A cela s’ajoute la fragilité d’un pays qui était, avant l’arrivée de la crise sanitaire, en pleine révolte contre les mesures du gouvernement qu’il s’agisse des gilets jaunes, des professions libérales et des cheminots.

Aujourd’hui, c’est la Loi relative à la Sécurité Globale qui est au cœur des débats et la raison des manifestations de toutes les tranches de la Société, sans distinction.

La réalité objective suggère de s’interroger sur la contextualisation proposée pour arguer en faveur des mesures proposées par le Gouvernement.

Ainsi, la Loi commence par un adjectif péjoratif : l’Insécurité ; mère de tous les maux du peuple Français.

L’usage de cet adjectif est destiné à susciter et faire germer une peur et une inquiétude dans l’esprit des Français et dont le Gouvernement a la solution pour y remédier et protéger son Peuple.

  

La Loi Sécurité Globale : une loi pour «la sécurité de toutes et tous»
------------------------------------------------
Consignes:
1 > Recopiez le passage de l'extrait qui commence par « A cela s’ajoute » et se poursuit jusqu'à « par le Gouvernement. », en substituant « enseignants » à « cheminots ».
2 > D'après l'extrait, quelle loi se trouve aujourd'hui au cœur des débats ?

Entrées fournies:
------------------------------------------------
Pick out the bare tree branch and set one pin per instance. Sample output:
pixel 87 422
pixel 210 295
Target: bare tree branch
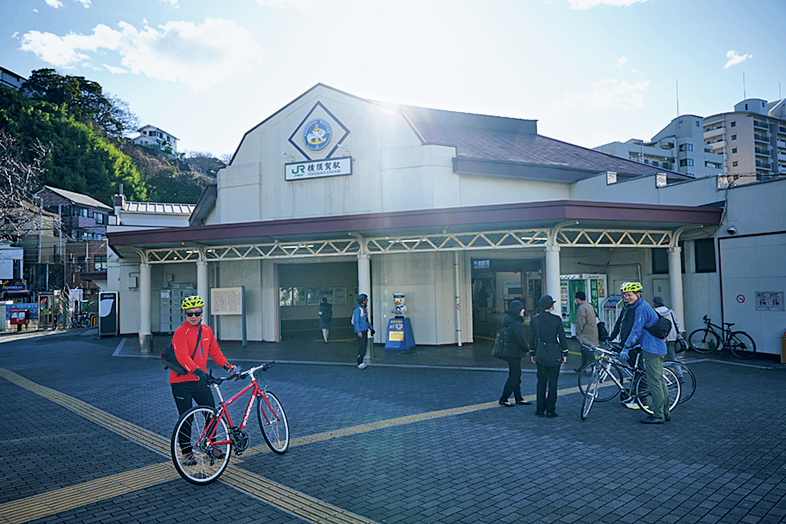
pixel 19 179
------------------------------------------------
Corrigé:
1 >
A cela s’ajoute la fragilité d’un pays qui était, avant l’arrivée de la crise sanitaire, en pleine révolte contre les mesures du gouvernement qu’il s’agisse des gilets jaunes, des professions libérales et des enseignants.

Aujourd’hui, c’est la Loi relative à la Sécurité Globale qui est au cœur des débats et la raison des manifestations de toutes les tranches de la Société, sans distinction.

La réalité objective suggère de s’interroger sur la contextualisation proposée pour arguer en faveur des mesures proposées par le Gouvernement.

2 > La Loi relative à la Sécurité Globale.